• _Written request_
Reproduce the records word for word, from their first line through the line containing "xmin=394 ymin=162 xmax=640 ymax=204", with both of those lines included.

[Entries drawn from a collection]
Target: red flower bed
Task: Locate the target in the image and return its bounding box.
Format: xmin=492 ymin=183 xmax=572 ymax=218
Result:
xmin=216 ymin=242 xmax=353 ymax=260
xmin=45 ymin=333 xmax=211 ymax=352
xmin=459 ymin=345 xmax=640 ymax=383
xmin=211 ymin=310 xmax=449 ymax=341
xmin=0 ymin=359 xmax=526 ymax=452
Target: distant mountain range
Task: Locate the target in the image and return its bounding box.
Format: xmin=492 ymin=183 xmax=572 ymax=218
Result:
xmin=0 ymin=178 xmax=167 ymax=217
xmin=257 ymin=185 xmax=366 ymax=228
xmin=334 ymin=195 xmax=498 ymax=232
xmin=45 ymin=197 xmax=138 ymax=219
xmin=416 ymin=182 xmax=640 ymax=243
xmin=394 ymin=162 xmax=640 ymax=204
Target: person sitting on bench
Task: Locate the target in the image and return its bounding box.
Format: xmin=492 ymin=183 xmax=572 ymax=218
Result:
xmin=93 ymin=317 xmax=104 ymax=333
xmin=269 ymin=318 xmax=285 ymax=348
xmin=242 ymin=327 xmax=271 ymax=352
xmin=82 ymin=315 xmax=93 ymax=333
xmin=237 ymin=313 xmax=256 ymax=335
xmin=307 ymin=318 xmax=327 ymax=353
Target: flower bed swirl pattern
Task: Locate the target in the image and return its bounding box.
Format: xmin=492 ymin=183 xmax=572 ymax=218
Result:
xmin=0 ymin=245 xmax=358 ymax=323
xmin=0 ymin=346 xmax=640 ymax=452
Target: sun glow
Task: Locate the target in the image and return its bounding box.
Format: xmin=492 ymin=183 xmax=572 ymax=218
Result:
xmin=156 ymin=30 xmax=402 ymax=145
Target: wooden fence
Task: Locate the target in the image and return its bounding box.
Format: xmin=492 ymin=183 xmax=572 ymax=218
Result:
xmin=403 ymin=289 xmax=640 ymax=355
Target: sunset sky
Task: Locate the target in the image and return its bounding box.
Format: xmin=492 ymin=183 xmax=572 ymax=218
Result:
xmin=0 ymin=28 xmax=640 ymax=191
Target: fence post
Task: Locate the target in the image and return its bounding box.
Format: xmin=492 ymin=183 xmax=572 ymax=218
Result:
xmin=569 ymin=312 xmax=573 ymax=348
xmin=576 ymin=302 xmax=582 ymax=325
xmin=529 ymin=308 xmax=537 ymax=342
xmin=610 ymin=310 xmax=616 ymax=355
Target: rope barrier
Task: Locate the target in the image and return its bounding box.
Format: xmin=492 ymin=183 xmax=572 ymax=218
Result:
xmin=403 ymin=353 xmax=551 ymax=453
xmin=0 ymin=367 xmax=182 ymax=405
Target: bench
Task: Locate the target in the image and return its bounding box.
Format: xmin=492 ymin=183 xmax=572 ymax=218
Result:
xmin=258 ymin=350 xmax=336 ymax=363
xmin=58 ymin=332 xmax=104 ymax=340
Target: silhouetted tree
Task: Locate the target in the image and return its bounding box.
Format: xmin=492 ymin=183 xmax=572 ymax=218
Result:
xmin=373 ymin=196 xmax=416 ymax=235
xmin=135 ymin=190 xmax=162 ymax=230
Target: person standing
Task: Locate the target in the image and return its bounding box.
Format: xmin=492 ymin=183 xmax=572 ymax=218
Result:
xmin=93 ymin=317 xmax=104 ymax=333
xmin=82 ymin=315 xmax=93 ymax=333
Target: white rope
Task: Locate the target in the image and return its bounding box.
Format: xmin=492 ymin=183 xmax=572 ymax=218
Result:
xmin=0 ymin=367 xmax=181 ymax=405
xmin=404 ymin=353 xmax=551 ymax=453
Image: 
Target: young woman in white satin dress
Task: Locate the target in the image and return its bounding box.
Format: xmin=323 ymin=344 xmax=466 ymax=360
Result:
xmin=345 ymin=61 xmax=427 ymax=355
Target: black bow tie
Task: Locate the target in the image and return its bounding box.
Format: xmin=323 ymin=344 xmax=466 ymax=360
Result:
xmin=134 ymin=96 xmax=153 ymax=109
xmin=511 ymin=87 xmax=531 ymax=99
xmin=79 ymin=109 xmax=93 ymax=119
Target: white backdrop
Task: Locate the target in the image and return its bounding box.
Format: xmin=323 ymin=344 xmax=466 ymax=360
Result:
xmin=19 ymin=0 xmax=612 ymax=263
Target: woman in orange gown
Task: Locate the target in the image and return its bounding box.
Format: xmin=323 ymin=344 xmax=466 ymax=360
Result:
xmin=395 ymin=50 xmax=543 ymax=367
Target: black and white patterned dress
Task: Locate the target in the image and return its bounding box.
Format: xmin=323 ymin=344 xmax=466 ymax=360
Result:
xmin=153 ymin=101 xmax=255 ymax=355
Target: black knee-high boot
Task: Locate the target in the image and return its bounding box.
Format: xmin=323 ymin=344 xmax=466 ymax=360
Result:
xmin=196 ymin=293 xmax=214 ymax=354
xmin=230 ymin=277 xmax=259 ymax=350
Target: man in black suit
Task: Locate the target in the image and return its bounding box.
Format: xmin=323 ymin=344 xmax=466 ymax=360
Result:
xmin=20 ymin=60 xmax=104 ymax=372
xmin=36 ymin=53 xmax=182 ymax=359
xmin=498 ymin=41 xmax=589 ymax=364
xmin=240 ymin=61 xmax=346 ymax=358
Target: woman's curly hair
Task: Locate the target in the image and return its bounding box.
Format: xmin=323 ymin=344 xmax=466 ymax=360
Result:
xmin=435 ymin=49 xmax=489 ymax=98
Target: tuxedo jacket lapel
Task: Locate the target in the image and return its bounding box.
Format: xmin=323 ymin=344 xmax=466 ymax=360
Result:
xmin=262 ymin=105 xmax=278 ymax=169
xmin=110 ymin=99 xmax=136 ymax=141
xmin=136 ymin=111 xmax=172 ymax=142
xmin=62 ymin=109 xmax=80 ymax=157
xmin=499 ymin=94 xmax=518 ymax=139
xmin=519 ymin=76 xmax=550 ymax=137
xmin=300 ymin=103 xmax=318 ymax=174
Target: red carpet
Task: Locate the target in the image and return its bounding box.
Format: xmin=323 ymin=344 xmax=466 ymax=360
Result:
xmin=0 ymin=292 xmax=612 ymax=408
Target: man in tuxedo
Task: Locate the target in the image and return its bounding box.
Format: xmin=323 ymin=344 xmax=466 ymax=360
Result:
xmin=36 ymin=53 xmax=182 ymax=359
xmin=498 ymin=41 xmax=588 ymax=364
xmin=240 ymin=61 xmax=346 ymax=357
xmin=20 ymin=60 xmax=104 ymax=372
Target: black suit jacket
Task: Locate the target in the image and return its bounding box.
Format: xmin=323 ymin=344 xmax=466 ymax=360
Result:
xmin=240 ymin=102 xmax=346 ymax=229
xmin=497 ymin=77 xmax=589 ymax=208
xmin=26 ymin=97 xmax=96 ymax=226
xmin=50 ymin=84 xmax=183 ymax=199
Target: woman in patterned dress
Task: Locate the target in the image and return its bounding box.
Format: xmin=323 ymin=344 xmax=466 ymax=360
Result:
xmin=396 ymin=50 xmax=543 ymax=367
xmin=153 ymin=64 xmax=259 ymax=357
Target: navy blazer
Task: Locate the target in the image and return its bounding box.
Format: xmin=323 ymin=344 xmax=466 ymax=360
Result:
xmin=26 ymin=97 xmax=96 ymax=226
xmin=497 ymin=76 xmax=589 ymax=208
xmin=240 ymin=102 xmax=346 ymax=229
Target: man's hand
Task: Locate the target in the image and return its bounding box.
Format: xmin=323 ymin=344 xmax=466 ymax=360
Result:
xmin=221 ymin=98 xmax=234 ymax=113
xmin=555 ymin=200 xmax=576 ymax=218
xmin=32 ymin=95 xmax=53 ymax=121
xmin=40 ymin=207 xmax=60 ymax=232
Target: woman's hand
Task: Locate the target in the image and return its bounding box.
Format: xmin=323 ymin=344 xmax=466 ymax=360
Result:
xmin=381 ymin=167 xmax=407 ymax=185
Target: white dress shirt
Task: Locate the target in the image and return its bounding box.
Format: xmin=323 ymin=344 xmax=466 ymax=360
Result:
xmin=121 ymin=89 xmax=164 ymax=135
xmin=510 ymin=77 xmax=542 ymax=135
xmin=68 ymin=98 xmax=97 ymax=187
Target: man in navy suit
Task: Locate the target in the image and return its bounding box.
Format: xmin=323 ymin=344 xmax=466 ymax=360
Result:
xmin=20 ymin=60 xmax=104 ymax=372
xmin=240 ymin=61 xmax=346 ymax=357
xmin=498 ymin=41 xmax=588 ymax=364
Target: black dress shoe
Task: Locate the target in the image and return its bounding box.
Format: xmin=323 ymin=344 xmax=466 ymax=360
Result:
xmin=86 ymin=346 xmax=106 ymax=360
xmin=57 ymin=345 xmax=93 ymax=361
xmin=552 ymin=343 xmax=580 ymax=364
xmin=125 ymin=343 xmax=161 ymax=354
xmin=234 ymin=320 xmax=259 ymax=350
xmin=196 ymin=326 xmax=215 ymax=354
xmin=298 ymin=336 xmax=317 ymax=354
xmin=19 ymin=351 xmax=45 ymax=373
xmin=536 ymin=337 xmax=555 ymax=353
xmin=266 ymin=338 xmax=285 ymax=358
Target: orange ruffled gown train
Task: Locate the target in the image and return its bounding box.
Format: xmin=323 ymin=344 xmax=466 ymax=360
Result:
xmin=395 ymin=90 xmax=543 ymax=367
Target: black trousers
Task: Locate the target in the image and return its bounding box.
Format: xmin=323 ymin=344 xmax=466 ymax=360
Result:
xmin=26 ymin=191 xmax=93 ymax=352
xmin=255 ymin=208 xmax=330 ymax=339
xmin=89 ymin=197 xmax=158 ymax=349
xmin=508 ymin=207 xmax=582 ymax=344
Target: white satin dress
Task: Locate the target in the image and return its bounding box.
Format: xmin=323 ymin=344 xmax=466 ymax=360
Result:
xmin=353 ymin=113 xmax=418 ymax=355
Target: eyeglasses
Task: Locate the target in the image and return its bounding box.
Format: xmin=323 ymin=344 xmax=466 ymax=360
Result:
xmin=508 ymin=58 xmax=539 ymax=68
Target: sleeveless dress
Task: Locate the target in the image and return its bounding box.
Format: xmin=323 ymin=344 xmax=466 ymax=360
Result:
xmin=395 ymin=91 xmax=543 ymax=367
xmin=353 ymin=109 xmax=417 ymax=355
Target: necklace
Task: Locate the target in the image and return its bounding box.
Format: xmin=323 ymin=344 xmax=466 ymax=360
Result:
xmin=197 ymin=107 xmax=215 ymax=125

• _Correct response_
Target: red flower bed
Task: Locate the target in the image and return its bounding box.
Format: xmin=492 ymin=183 xmax=572 ymax=218
Result:
xmin=216 ymin=242 xmax=353 ymax=260
xmin=45 ymin=333 xmax=211 ymax=352
xmin=459 ymin=345 xmax=640 ymax=383
xmin=211 ymin=310 xmax=449 ymax=341
xmin=0 ymin=359 xmax=526 ymax=452
Target: distant mountain range
Task: Locate the target in the image and return its bounding box.
Format: xmin=492 ymin=183 xmax=572 ymax=218
Result:
xmin=0 ymin=178 xmax=167 ymax=217
xmin=257 ymin=185 xmax=366 ymax=228
xmin=334 ymin=195 xmax=498 ymax=232
xmin=45 ymin=197 xmax=138 ymax=219
xmin=416 ymin=182 xmax=640 ymax=243
xmin=394 ymin=162 xmax=640 ymax=204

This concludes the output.